Alıştırma Yönergesi >>
Aşağıdaki okuma metninde "1990’lı ve 2000’li" ile "dünya rekoru kırdı." arasında kalan bölümü, bu iki ifade de dahil olmak üzere hiçbir değişiklik yapmadan yazın.

FETÖ, halkın dinî duygularını ve yardımseverliğini istismar ederek devletin pek çok kurumunda gizli yapılanmalar gerçekleştirmiş bir terör örgütüdür. FETÖ, 1999 yılından beri ABD’nin Pennsylvania (Pensilvanya) Eyaleti’nde yaşayan Fetullah Gülen’in liderliğinde kurulmuştur.

Bilim, Sanat ve Spordaki Gelişmeler

1980’li yıllarda Turgut Özal’ın liberal politikalarıyla Türkiye dünyadaki gelişmelere ve rekabete açılmaya başladı.

1990’lı yıllarda Televizyonların gelişmesi Türk sinemasını olumsuz etkiledi. Türk sinema sektörü 1990’lı yılları ekonomik kriz içinde geçirdi.

2004’te, 5224 sayılı “Sinema Filmlerinin Değerlendirilmesi ve Sınıflandırılması ile Desteklenmesi Hakkında Kanun” çıkarıldı.

1990’lı ve 2000’li yıllarda Türkiye’de spor alanında önemli gelişmeler yaşandı.

Bulgaristan Türklerinden Naim Süleymanoğlu, 1986’da Avustralya’da düzenlenen Dünya Halter Şampiyonası’nda Türkiye Büyükelçiliğine sığınarak Türkiye’ye iltica etti. Naim Süleymanoğlu halter kariyeri boyunca 46 dünya rekoru kırdı.

Çıkarılan Veriler >>
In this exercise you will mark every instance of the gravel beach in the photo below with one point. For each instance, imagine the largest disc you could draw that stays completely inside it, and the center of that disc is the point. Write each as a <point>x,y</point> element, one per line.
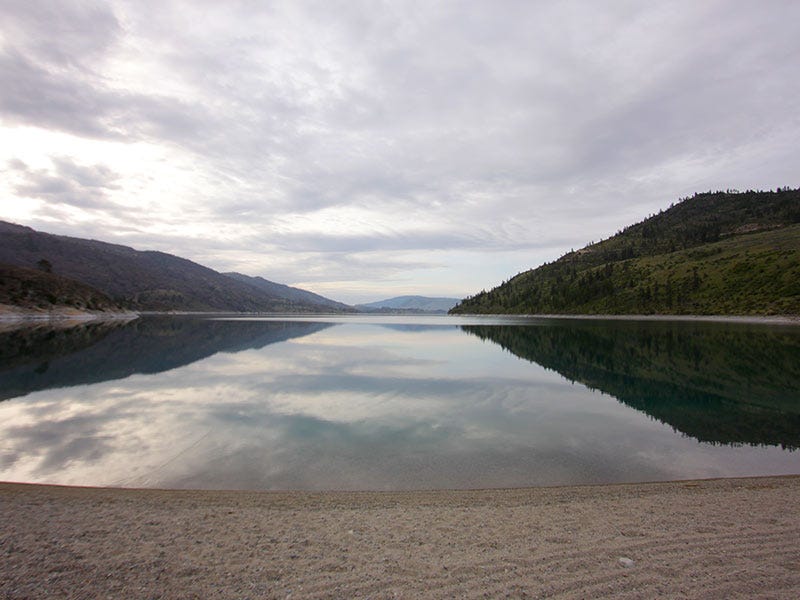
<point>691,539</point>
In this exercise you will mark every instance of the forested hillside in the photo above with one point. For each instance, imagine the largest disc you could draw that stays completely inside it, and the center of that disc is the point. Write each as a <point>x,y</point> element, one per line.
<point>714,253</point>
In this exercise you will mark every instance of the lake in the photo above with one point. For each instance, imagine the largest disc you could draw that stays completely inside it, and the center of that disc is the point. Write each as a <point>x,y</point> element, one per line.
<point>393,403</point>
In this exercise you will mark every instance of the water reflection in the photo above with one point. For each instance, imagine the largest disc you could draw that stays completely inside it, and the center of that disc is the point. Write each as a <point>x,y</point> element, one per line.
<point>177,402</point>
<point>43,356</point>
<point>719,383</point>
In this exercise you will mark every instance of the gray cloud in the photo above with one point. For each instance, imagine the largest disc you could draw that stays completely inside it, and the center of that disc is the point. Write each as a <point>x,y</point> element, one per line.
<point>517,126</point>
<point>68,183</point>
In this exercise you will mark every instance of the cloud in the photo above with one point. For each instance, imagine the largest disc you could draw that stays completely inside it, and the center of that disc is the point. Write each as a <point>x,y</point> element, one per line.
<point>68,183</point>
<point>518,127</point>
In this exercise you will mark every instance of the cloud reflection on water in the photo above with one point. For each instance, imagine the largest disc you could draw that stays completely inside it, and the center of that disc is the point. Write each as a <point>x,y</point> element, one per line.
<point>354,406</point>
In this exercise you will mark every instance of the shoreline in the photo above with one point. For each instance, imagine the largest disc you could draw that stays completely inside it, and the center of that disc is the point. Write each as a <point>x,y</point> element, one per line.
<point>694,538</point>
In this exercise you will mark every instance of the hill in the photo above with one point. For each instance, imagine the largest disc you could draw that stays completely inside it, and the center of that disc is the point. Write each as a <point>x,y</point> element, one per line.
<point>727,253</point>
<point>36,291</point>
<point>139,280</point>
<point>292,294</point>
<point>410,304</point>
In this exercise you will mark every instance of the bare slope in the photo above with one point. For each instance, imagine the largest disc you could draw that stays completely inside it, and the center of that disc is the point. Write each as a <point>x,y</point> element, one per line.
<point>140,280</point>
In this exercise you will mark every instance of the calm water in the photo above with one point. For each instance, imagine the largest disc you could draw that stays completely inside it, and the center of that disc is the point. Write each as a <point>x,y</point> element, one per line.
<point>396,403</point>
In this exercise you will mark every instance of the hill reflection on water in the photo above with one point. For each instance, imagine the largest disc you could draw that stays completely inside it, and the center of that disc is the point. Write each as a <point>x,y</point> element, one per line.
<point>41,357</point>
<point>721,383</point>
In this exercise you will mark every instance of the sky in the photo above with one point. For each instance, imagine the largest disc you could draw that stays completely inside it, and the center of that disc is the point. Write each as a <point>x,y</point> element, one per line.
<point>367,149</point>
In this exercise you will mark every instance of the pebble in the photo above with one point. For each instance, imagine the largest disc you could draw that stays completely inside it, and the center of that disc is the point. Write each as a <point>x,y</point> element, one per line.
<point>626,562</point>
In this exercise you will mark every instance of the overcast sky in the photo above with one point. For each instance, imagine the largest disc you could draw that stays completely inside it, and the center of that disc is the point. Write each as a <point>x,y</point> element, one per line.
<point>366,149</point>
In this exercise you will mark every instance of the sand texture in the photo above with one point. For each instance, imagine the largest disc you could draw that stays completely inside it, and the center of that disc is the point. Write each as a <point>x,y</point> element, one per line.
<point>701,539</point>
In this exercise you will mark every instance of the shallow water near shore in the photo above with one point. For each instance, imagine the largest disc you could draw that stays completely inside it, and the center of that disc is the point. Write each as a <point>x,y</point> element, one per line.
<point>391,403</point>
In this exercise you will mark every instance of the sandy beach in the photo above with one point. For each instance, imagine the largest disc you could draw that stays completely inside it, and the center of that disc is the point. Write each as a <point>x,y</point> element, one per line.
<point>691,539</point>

...

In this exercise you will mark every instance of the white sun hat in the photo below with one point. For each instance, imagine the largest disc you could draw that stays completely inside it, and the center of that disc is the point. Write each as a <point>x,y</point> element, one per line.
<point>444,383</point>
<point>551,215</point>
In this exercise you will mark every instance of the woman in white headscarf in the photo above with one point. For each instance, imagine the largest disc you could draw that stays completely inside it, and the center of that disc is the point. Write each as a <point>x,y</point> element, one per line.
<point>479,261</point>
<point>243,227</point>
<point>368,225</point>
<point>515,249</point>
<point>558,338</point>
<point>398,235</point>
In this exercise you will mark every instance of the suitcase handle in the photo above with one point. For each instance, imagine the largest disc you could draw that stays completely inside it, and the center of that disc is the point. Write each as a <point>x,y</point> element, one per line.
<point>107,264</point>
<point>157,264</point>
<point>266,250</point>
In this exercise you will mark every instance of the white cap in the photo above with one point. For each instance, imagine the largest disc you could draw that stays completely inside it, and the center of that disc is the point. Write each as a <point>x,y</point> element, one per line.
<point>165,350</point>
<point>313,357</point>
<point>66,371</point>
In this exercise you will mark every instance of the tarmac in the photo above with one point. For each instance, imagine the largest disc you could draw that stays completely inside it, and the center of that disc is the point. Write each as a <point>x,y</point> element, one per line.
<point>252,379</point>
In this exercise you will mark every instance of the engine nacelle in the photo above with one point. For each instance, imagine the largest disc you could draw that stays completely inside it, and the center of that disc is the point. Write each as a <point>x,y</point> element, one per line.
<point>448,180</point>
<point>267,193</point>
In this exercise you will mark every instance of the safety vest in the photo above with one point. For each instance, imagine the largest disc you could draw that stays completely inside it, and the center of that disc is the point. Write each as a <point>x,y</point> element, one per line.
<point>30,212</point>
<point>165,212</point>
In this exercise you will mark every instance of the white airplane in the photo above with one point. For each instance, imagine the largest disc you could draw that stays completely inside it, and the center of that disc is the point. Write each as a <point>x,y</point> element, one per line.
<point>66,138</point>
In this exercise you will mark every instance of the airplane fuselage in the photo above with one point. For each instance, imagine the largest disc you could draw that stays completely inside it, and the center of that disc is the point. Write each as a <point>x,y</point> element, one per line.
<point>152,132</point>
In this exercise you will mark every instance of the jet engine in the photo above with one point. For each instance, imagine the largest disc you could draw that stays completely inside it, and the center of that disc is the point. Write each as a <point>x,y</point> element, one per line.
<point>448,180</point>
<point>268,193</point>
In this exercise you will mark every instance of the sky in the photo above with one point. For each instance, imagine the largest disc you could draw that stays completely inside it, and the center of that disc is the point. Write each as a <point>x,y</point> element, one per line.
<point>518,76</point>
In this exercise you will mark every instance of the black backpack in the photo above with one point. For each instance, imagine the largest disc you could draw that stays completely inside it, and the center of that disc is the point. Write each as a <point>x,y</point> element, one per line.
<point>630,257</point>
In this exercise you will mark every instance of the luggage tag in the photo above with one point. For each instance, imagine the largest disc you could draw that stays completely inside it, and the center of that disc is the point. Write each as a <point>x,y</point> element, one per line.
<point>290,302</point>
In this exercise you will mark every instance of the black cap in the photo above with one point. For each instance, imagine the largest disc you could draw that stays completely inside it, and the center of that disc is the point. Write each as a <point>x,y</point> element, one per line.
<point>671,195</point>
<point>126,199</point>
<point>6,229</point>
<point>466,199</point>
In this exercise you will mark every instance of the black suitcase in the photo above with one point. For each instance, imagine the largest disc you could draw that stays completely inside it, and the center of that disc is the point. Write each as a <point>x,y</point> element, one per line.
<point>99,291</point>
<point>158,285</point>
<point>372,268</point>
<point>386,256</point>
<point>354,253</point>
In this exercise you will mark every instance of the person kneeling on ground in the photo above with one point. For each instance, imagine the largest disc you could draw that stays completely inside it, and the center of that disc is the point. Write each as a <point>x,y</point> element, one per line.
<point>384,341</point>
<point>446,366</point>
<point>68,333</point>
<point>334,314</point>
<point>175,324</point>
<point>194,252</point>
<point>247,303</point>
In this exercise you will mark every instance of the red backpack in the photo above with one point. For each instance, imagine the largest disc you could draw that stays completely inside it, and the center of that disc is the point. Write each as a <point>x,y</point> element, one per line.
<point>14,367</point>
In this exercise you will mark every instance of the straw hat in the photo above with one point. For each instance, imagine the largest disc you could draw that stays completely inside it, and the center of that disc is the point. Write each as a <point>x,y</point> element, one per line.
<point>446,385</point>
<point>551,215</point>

Problem Çözümü >>
1990’lı ve 2000’li yıllarda Türkiye’de spor alanında önemli gelişmeler yaşandı.

Bulgaristan Türklerinden Naim Süleymanoğlu, 1986’da Avustralya’da düzenlenen Dünya Halter Şampiyonası’nda Türkiye Büyükelçiliğine sığınarak Türkiye’ye iltica etti. Naim Süleymanoğlu halter kariyeri boyunca 46 dünya rekoru kırdı.